▸ **REQUIRED TASK**:
Output, with no changes, the lines of the data below from the line with "Surveillance alert — the operator flagged the grass" to the line with "xmin=219 ymin=376 xmax=527 ymax=489", including both of those lines.

▸ **Image box annotation data**:
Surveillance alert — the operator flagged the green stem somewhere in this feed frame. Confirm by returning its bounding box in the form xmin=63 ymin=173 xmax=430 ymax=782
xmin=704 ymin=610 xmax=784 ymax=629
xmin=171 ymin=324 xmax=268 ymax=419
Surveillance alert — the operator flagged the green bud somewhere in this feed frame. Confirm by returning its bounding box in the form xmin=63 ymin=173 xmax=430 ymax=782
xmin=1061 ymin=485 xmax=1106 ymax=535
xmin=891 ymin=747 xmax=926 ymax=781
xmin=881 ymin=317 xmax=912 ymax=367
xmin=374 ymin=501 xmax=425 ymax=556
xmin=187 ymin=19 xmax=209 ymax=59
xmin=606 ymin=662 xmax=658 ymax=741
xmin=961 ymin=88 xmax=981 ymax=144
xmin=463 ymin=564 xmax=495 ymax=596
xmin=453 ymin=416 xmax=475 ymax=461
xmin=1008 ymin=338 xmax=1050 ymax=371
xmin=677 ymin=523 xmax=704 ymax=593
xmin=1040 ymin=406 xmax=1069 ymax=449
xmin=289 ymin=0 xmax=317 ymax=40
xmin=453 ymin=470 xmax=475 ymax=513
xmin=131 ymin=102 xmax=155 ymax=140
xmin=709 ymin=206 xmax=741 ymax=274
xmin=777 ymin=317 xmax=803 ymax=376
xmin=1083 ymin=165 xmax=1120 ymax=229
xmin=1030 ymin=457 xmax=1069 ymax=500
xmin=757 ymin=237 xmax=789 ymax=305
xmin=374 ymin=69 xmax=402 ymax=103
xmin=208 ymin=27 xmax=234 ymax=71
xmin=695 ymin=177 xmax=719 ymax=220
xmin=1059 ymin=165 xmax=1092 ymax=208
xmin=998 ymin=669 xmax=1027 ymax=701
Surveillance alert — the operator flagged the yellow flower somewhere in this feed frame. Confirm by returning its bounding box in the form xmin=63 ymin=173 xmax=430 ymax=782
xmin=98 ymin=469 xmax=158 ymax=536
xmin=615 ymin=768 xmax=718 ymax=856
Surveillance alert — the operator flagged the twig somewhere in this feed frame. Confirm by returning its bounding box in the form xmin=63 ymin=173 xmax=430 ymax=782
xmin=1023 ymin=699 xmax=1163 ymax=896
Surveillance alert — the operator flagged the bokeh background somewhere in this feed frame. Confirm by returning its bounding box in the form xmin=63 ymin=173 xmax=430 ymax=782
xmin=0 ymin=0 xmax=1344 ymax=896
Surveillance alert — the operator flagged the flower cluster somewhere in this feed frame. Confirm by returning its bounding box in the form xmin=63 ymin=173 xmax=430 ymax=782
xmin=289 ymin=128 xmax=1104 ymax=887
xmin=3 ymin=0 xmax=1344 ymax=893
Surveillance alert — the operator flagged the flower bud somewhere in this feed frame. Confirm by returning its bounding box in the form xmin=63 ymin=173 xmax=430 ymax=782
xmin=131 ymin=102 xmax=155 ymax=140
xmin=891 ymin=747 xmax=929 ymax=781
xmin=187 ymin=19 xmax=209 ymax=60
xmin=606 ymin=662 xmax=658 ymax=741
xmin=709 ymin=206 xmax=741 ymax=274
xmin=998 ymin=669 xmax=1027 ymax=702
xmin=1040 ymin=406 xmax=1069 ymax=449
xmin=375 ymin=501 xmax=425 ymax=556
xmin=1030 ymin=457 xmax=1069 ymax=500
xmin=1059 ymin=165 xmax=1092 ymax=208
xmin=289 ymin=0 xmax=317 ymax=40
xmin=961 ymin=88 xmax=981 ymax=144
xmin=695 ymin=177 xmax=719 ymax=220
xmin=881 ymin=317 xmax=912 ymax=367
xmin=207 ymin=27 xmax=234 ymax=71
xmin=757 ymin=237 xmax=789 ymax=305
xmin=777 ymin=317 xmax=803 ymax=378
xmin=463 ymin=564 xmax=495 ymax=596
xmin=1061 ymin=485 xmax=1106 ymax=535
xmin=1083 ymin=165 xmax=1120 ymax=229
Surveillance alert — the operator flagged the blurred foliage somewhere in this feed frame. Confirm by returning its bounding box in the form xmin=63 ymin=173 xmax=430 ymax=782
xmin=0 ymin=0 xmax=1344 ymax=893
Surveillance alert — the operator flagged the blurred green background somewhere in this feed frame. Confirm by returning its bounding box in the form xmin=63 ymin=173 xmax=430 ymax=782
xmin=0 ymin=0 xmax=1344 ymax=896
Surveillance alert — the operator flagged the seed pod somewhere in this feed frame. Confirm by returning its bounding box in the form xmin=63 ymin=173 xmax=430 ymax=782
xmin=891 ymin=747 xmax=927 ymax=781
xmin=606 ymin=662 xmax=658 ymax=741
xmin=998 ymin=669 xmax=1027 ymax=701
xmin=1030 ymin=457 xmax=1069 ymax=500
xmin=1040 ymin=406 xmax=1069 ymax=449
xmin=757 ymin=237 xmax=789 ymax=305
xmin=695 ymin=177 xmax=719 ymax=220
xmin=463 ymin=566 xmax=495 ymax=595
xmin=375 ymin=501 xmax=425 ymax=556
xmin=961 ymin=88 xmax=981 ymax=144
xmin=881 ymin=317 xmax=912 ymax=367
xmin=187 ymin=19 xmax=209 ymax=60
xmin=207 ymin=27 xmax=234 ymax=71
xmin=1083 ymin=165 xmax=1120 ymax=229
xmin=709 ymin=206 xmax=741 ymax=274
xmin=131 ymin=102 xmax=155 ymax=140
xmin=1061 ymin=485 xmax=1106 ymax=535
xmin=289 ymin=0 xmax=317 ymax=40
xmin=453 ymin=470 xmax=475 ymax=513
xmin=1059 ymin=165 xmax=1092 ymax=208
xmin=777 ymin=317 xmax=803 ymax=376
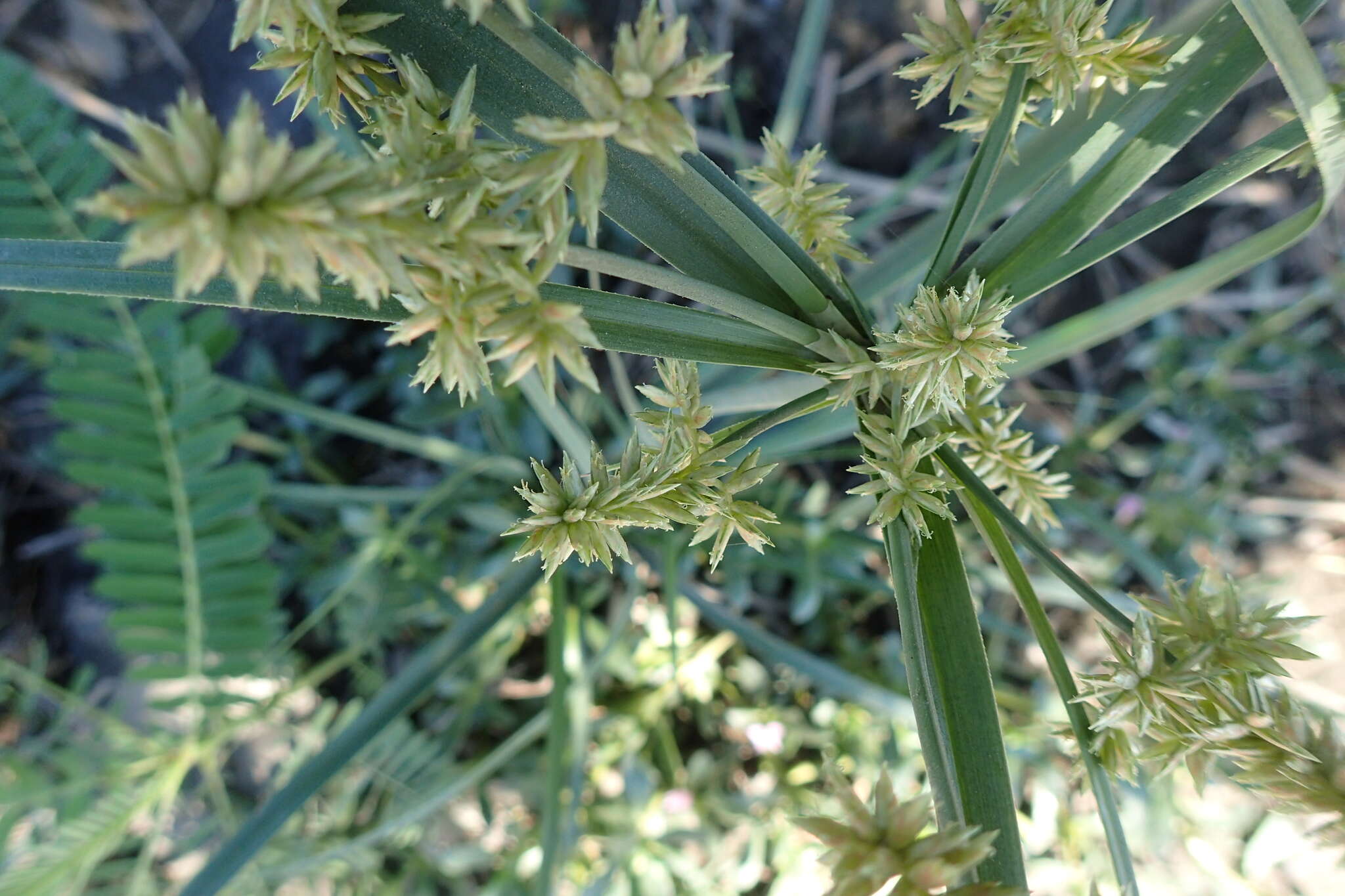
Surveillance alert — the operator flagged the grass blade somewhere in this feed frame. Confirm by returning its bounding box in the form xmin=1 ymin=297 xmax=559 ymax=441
xmin=565 ymin=246 xmax=822 ymax=345
xmin=219 ymin=376 xmax=527 ymax=489
xmin=1233 ymin=0 xmax=1345 ymax=205
xmin=935 ymin=444 xmax=1131 ymax=631
xmin=0 ymin=239 xmax=816 ymax=371
xmin=887 ymin=515 xmax=1028 ymax=888
xmin=347 ymin=0 xmax=839 ymax=322
xmin=537 ymin=571 xmax=571 ymax=896
xmin=682 ymin=587 xmax=910 ymax=720
xmin=181 ymin=565 xmax=540 ymax=896
xmin=1005 ymin=205 xmax=1318 ymax=376
xmin=882 ymin=520 xmax=963 ymax=823
xmin=1005 ymin=121 xmax=1308 ymax=302
xmin=771 ymin=0 xmax=831 ymax=146
xmin=958 ymin=0 xmax=1323 ymax=287
xmin=924 ymin=64 xmax=1029 ymax=286
xmin=958 ymin=492 xmax=1139 ymax=896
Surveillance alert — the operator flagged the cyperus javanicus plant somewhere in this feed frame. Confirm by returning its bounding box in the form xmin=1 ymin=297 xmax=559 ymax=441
xmin=0 ymin=0 xmax=1345 ymax=896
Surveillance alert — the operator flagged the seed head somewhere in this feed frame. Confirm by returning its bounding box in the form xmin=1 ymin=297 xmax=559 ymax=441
xmin=874 ymin=274 xmax=1015 ymax=415
xmin=796 ymin=770 xmax=1026 ymax=896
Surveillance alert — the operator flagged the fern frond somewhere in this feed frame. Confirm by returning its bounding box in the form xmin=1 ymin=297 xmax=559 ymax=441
xmin=32 ymin=305 xmax=278 ymax=688
xmin=0 ymin=783 xmax=160 ymax=896
xmin=0 ymin=47 xmax=278 ymax=719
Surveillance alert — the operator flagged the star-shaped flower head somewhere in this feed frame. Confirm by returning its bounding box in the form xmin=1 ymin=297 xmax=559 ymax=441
xmin=574 ymin=0 xmax=729 ymax=169
xmin=897 ymin=0 xmax=994 ymax=112
xmin=849 ymin=411 xmax=952 ymax=538
xmin=1074 ymin=610 xmax=1204 ymax=736
xmin=387 ymin=268 xmax=512 ymax=404
xmin=951 ymin=380 xmax=1072 ymax=526
xmin=484 ymin=299 xmax=597 ymax=395
xmin=504 ymin=437 xmax=676 ymax=578
xmin=808 ymin=330 xmax=901 ymax=410
xmin=1137 ymin=574 xmax=1317 ymax=677
xmin=82 ymin=93 xmax=429 ymax=305
xmin=692 ymin=449 xmax=779 ymax=570
xmin=797 ymin=771 xmax=1026 ymax=896
xmin=873 ymin=274 xmax=1015 ymax=415
xmin=247 ymin=0 xmax=401 ymax=125
xmin=742 ymin=131 xmax=868 ymax=278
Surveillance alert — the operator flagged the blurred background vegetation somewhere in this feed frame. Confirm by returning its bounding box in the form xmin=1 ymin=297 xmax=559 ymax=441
xmin=0 ymin=0 xmax=1345 ymax=896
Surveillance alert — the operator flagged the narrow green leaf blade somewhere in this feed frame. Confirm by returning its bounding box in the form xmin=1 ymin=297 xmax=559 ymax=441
xmin=888 ymin=515 xmax=1028 ymax=887
xmin=958 ymin=492 xmax=1139 ymax=896
xmin=0 ymin=239 xmax=815 ymax=371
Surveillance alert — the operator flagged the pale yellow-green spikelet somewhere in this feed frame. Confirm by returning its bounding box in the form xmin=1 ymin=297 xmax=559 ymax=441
xmin=521 ymin=0 xmax=729 ymax=211
xmin=742 ymin=131 xmax=868 ymax=278
xmin=950 ymin=380 xmax=1072 ymax=526
xmin=83 ymin=94 xmax=421 ymax=304
xmin=507 ymin=360 xmax=776 ymax=575
xmin=795 ymin=769 xmax=1026 ymax=896
xmin=897 ymin=0 xmax=1166 ymax=135
xmin=1077 ymin=575 xmax=1345 ymax=842
xmin=849 ymin=411 xmax=952 ymax=538
xmin=873 ymin=274 xmax=1017 ymax=415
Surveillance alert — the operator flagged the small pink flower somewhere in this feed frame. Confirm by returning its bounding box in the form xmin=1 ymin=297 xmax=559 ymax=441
xmin=663 ymin=787 xmax=694 ymax=815
xmin=744 ymin=721 xmax=784 ymax=756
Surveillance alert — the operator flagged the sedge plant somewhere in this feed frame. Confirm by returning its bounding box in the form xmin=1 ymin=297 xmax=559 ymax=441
xmin=0 ymin=0 xmax=1345 ymax=896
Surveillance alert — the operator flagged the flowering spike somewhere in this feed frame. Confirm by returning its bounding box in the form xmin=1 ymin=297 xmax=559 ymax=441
xmin=795 ymin=771 xmax=1026 ymax=896
xmin=849 ymin=411 xmax=954 ymax=538
xmin=742 ymin=131 xmax=868 ymax=278
xmin=874 ymin=274 xmax=1015 ymax=415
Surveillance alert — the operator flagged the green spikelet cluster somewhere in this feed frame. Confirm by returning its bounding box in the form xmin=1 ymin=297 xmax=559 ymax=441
xmin=742 ymin=131 xmax=868 ymax=278
xmin=873 ymin=274 xmax=1017 ymax=416
xmin=231 ymin=0 xmax=401 ymax=123
xmin=950 ymin=381 xmax=1072 ymax=526
xmin=897 ymin=0 xmax=1166 ymax=135
xmin=849 ymin=412 xmax=952 ymax=538
xmin=796 ymin=771 xmax=1026 ymax=896
xmin=1077 ymin=576 xmax=1345 ymax=842
xmin=506 ymin=360 xmax=776 ymax=575
xmin=83 ymin=94 xmax=429 ymax=304
xmin=86 ymin=0 xmax=738 ymax=400
xmin=516 ymin=3 xmax=729 ymax=240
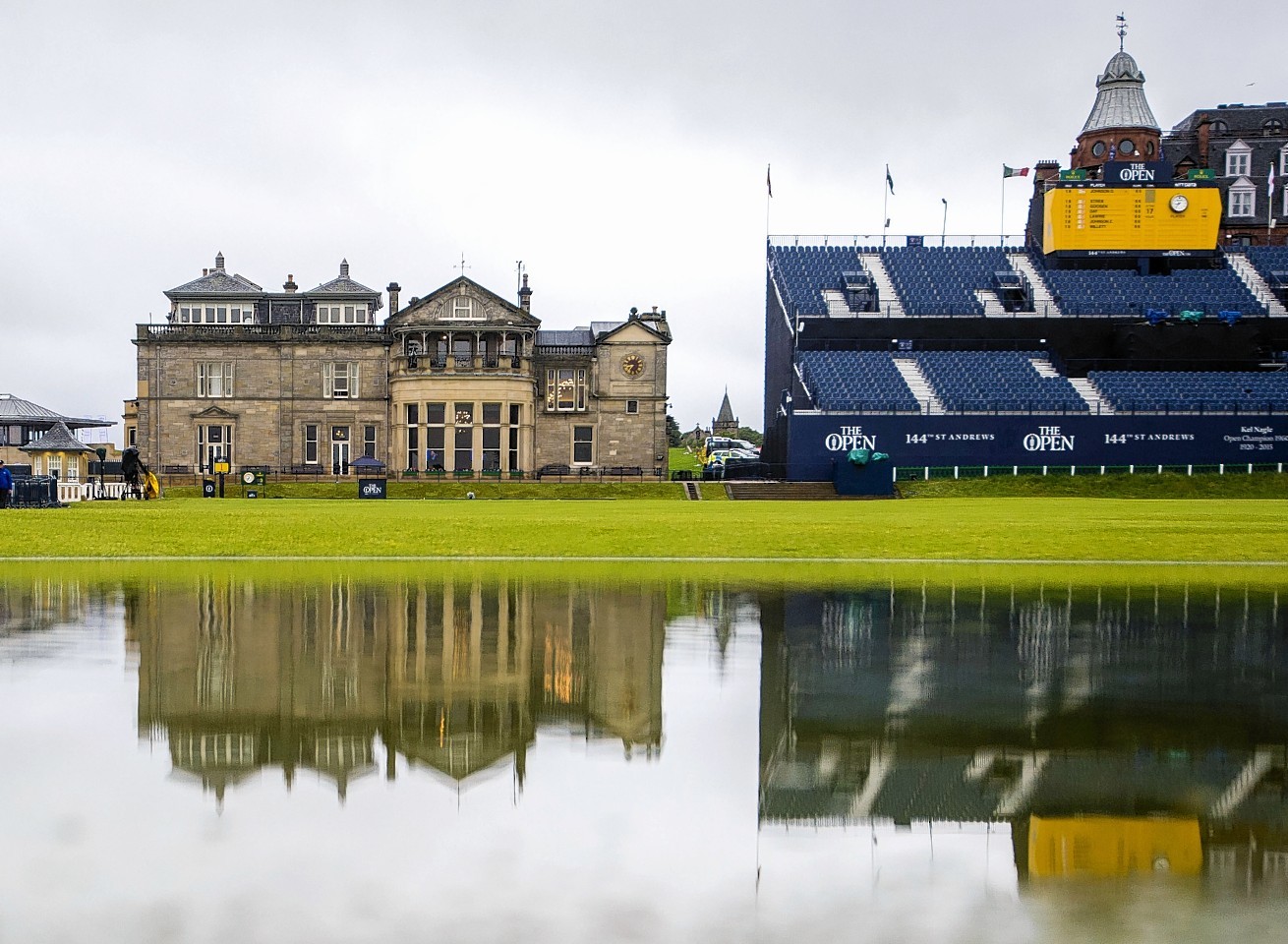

▸ **OUTPUT FOR THIS EXERCISE**:
Surveillance alert — the operator flagged the grass blade somewhere in this feed frame. Confirm by returning its bounding box in the form xmin=1 ymin=297 xmax=559 ymax=441
xmin=565 ymin=246 xmax=822 ymax=345
xmin=219 ymin=376 xmax=527 ymax=489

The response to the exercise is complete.